Direction → Transcribe the records below exactly as they appear.

Coordinate annotation records
________________________________________
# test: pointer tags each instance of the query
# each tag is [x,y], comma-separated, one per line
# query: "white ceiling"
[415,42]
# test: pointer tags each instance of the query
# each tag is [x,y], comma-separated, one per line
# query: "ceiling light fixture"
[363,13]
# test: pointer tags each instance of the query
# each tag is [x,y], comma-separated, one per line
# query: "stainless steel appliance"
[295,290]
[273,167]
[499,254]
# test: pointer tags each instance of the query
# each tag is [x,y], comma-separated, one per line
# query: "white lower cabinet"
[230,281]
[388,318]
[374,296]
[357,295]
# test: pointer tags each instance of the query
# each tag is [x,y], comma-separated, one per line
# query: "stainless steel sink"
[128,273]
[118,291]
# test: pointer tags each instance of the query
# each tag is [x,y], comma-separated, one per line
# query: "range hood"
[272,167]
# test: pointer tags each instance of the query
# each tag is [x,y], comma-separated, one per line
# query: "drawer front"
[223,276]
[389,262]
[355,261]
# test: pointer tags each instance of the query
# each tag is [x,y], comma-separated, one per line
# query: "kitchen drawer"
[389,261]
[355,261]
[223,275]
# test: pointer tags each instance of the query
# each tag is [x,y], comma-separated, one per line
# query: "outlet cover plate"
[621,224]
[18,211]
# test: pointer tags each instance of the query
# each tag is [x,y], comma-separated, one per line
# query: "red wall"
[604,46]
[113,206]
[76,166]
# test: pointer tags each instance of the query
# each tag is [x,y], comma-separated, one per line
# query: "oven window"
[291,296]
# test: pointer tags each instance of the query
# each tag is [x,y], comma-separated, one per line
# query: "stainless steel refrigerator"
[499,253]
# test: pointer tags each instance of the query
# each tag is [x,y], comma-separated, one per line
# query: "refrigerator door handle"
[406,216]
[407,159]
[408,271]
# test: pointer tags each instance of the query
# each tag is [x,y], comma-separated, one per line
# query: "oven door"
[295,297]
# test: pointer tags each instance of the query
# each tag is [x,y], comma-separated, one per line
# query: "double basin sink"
________________________________________
Output for this task →
# test: pointer tags each instance of the query
# each tag is [x,y], comma-separated, one per line
# query: "white ceiling"
[415,42]
# test: pointer tags each instance of the query
# each tag is [x,y], comma-separated, one per line
# query: "ceiling light fixture"
[363,13]
# test: pointer tags each instance of the query
# each tag is [x,y], comma-separated, one per line
# query: "stainless steel appliance"
[295,290]
[273,167]
[499,254]
# test: pointer tags each instance of the query
# each tag is [x,y], comma-separated, one per line
# query: "white lower cabinet"
[230,281]
[388,318]
[374,296]
[357,295]
# test: pointer tags each instance of the query
# each tag is [x,y], comma-separated, one per line
# query: "stainless steel sink"
[128,273]
[118,291]
# test: pointer tags each instance of the query
# each tag is [x,y], comma-separated, one per line
# query: "range hood"
[272,167]
# test: pointer tags each instance of the query
# each tag is [x,y], comma-separated, one per line
# query: "drawer front"
[223,276]
[389,262]
[355,261]
# test: pointer tags each instance of the query
# each tag is [x,y], comma-separated, one per line
# query: "kitchen drawer"
[389,261]
[355,261]
[223,275]
# test: pointer tags each instance of the query
# each tag is [x,y], comma-separated, one per line
# query: "outlet cover plate"
[621,224]
[18,211]
# test: pointer tags each instance of the query
# each tag is [x,y], comma-separated, one per line
# query: "red wall"
[604,46]
[113,206]
[76,166]
# test: pointer tags each instance of the query
# each tag is [x,y], comma-separated, one per line
# query: "oven window"
[291,296]
# test: pointer tags each instance of the query
# each tag is [x,y], comma-separated, one per line
# query: "stainless steel refrigerator"
[499,253]
# test: pointer tags each instance of the query
# each tag is [x,y], comma-separated, one per line
# query: "refrigerator door handle"
[406,216]
[407,159]
[408,271]
# test: pointer tags each instance of the query
# each tag is [x,y], comma-separated, one per line
# query: "oven door"
[295,297]
# test: pointer tags each instance of the query
# each tag is [x,y], comma-separated, one per line
# query: "double basin sink"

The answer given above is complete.